:: Task directions ::
Where a line below holds the string "pink", copy that line.

Excerpts from a dataset:
+ + + + + + +

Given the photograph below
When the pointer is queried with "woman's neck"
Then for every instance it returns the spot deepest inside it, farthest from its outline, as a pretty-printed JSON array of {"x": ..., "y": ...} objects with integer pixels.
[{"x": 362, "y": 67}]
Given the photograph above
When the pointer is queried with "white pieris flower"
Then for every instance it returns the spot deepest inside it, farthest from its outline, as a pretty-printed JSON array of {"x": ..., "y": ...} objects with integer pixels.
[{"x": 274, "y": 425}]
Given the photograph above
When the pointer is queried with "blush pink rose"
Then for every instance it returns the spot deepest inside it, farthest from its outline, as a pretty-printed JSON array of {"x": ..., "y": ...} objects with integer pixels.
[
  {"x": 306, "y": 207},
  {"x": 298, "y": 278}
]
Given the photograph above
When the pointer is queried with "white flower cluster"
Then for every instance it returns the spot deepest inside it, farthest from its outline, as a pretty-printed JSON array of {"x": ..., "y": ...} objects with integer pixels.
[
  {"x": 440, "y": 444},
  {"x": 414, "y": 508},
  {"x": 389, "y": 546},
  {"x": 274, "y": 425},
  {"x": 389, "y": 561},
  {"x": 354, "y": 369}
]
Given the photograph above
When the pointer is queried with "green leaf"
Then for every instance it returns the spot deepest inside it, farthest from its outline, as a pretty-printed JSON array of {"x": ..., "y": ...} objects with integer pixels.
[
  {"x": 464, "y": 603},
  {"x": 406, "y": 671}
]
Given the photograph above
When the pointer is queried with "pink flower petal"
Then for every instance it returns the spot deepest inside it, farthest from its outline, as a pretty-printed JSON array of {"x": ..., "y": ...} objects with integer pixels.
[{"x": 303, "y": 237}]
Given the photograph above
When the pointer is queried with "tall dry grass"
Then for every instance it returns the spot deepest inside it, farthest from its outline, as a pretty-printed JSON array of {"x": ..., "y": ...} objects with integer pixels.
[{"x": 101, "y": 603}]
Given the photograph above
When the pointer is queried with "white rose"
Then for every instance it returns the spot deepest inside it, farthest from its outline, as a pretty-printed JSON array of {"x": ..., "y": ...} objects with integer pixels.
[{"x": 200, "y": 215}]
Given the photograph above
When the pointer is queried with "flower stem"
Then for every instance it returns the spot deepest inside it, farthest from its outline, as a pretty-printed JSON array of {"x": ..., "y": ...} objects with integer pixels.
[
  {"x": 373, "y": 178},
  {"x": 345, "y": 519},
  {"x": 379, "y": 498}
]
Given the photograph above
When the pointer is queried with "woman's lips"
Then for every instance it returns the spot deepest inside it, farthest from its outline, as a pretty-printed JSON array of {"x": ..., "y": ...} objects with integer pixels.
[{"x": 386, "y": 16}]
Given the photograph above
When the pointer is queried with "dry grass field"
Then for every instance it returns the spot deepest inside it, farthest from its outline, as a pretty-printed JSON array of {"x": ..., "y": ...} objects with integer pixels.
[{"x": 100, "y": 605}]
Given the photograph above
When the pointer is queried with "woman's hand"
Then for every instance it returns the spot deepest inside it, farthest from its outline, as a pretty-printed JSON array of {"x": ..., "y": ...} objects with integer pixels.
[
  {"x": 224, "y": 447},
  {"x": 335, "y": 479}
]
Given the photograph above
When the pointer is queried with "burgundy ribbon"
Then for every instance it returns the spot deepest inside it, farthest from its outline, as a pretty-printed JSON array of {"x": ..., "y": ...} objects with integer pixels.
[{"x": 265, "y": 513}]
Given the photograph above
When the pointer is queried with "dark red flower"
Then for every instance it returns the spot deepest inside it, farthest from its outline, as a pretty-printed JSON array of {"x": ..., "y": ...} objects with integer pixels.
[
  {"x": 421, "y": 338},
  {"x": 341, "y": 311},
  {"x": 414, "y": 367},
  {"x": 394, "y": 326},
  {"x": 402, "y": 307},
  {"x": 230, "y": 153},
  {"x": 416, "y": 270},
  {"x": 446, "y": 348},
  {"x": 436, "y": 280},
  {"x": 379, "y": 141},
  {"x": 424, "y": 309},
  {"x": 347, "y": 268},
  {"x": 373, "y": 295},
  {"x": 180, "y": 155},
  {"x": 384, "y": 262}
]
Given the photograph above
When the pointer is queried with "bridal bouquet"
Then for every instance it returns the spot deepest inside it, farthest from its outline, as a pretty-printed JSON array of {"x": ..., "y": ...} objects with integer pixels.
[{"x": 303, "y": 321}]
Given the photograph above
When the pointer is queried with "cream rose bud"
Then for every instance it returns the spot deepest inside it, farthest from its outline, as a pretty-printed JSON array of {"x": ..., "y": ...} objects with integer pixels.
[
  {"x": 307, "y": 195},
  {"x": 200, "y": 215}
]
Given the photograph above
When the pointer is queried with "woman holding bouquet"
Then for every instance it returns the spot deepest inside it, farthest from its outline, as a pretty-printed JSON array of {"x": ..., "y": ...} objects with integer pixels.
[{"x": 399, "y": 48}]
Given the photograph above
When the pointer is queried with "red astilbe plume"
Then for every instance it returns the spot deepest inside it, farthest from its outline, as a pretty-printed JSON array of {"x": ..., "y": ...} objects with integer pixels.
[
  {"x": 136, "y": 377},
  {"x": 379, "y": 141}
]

+ + + + + + +

:: Your response ::
When the pointer is queried with "blush pink rose"
When the pointer is queried with "pink flower petal"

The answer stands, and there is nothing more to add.